He said: “I'm lucky to have so many great songs to play every night. But there is a point in time where you think, 'I don't really want to play this anymore.'

"There are things like ‘Original Sin' or '(Gotta Get A) Meal Ticket' that I haven't really played before - not enough anyway.

"But if I have to go back and play 'Crocodile Rock' again, it's like, 'I'm gonna kill myself.'

"So, after I've finished this tour, I don't want to play some of these songs any more.

"I'd like to do something like Kate Bush, where I can do a show and play some of these songs that are deep cuts."

The ‘Tiny Dancer’ hitmaker has performed with a number of huge artists over the years, and remembers being in the presence of “true greatness”, which was often so overwhelming, he was “frightened”.

He told Record Collector magazine: “I just loved [Aretha Franklin]. She sang her last show at our AIDS Foundation event in 2017, at St. John The Divine Cathedral.

“I'll never forget it, because I was standing by the stage with Roseanne Cash and Sheryl Crow and we were just crying because she was playing the piano and she was so ill and yet she came on and did 'Bridge Over Troubled Water'.

──────

Tasks to carry out
A - Copy the interview passage word for word, starting at "The ‘Tiny Dancer’" and ending at "The Divine Cathedral.".
B - Extend the interview passage, picking up right after its final sentence.

Provided material
──────

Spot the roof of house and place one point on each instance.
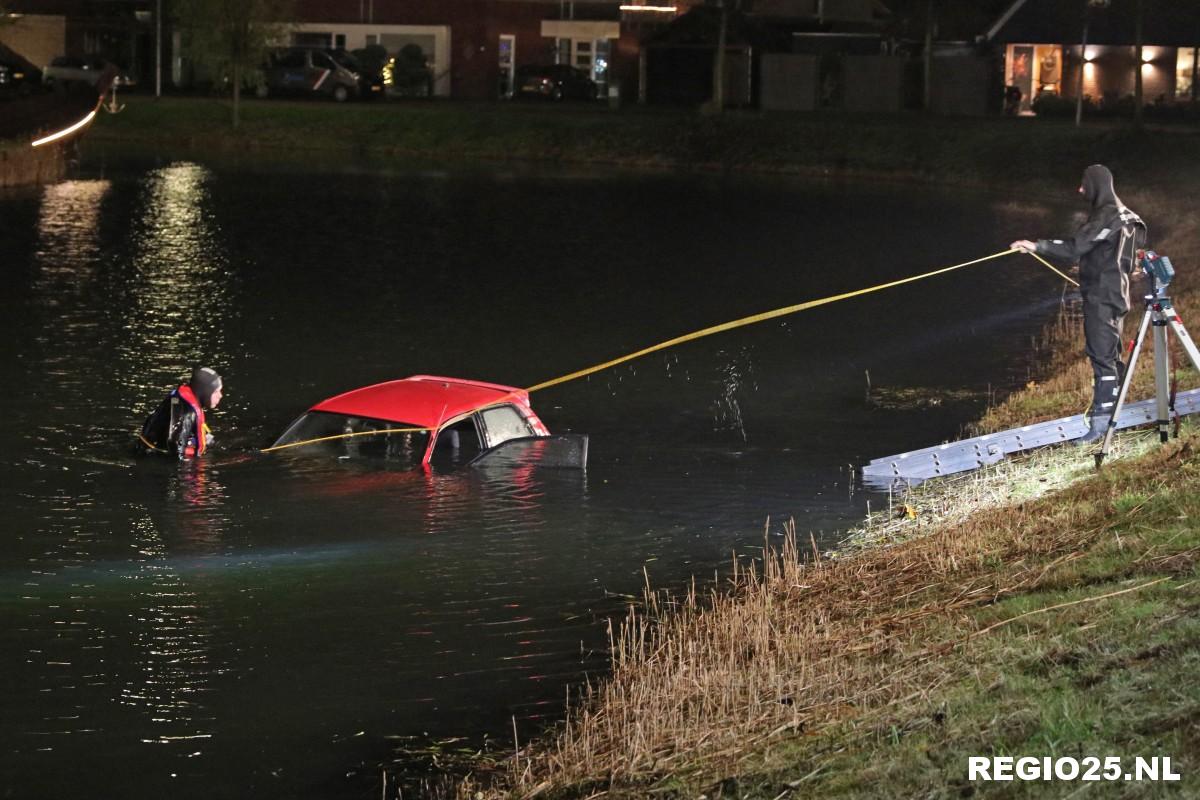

──────

Answers
A -
The ‘Tiny Dancer’ hitmaker has performed with a number of huge artists over the years, and remembers being in the presence of “true greatness”, which was often so overwhelming, he was “frightened”.

He told Record Collector magazine: “I just loved [Aretha Franklin]. She sang her last show at our AIDS Foundation event in 2017, at St. John The Divine Cathedral.

B -
“And afterwards, she said, 'This is it I'm never going to sing again - this is the last thing I'll ever do.' "But those are the moments you know you're with true greatness. Sometimes that's frightening.

"I was so scared of Nina Simone. When she played her last ever Carnegie Hall show in 2003, I was assigned to look after her with Patti LaBelle. And at the end they sang 'Young Gifted and Black' and she's sitting in the chair and the whole audience stood up and she cried. And I cried. Everybody cried.

"Ray Charles did his last ever recording with me, when we did 'Sorry Seems To Be The Hardest Word'.

"I had to carry him into the studio, he was so frail.

"I've had a lot of those moments in my life. And the bottom line is that... you have to step up to the plate, otherwise you get left in the dust.

"I stepped up to the plate, but boy, was I frightened."